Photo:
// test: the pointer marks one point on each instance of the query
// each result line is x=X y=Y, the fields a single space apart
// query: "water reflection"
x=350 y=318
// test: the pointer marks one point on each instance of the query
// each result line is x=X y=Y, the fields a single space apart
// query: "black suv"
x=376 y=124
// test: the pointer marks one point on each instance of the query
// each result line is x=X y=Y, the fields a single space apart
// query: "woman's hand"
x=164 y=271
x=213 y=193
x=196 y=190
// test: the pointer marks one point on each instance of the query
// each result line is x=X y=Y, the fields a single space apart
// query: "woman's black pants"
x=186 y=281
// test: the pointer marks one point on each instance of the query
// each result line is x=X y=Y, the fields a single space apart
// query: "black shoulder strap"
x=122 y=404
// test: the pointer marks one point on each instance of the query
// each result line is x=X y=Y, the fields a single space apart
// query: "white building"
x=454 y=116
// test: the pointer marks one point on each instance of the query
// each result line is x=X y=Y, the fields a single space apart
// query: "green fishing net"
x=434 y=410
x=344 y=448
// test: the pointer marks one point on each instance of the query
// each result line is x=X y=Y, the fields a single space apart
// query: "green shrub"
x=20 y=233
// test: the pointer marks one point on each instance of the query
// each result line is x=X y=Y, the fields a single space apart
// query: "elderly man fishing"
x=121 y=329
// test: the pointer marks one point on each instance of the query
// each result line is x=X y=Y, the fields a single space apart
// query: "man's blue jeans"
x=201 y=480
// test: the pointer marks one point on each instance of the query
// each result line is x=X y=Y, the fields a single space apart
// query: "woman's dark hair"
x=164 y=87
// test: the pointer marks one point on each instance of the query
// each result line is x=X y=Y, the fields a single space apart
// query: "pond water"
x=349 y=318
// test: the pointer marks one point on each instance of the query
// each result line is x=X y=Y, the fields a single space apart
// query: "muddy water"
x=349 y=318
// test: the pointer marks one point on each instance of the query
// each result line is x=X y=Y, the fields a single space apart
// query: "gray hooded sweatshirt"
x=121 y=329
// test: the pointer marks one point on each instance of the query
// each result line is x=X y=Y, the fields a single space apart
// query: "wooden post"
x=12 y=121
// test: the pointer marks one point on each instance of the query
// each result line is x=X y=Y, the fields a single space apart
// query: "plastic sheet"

Work request:
The reply must present every entry, transcribed with its exact wording.

Output for this task:
Photo:
// test: the pointer marks one point on each instance of the query
// each result line is x=X y=Y, the fields a single space apart
// query: "water reflection"
x=350 y=318
// test: the pointer marks one point on each instance of the query
// each result line is x=X y=Y, the fields a single space apart
// query: "black suv"
x=376 y=124
// test: the pointer marks one point on each instance of the query
// each result line is x=X y=Y, the fields a single space apart
// query: "woman's hand"
x=164 y=271
x=213 y=193
x=196 y=190
// test: the pointer marks one point on each instance of the query
// each result line is x=X y=Y, the fields a single space apart
// query: "woman's black pants"
x=186 y=281
// test: the pointer marks one point on each instance of the query
// each result line is x=X y=Y, the fields a single space apart
// query: "black shoulder strap"
x=122 y=404
// test: the pointer marks one point on each instance of the query
// each result line is x=X y=Y, the fields a single space apart
// query: "white building"
x=454 y=116
// test: the pointer marks one point on each instance of the query
// each result line is x=X y=Y, the fields a single space apart
// query: "green fishing net"
x=434 y=410
x=344 y=448
// test: the pointer marks one point on each instance of the query
// each result line is x=X y=Y, the fields a single space apart
// query: "green shrub"
x=20 y=233
// test: the pointer marks one point on each instance of the query
// each result line is x=X y=Y, the fields a single space apart
// query: "elderly man fishing"
x=121 y=329
// test: the pointer marks one point on each instance of the query
// each result line is x=X y=Y, the fields a single space apart
// query: "man's blue jeans"
x=201 y=480
// test: the pointer marks one point on each instance of the query
// each result line is x=X y=Y, the fields a single space apart
// query: "woman's dark hair"
x=164 y=87
// test: the pointer marks one point on each instance of the query
// each result line is x=X y=Y, the fields a single space apart
// query: "pond water"
x=349 y=318
// test: the pointer marks one point on each instance of the query
// each result line is x=X y=Y, the fields a single space apart
// query: "muddy water"
x=349 y=318
// test: the pointer marks one point on each instance of the query
// each result line is x=X y=Y, the fields a single space apart
// query: "gray hooded sweatshirt"
x=121 y=329
// test: the pointer marks one point on each instance of the query
// each result line is x=X y=Y, the fields a single space apart
// query: "wooden post"
x=12 y=121
// test: the pointer marks one point on each instance of the query
// each result line is x=X y=Y, the fields a single space apart
// query: "plastic sheet"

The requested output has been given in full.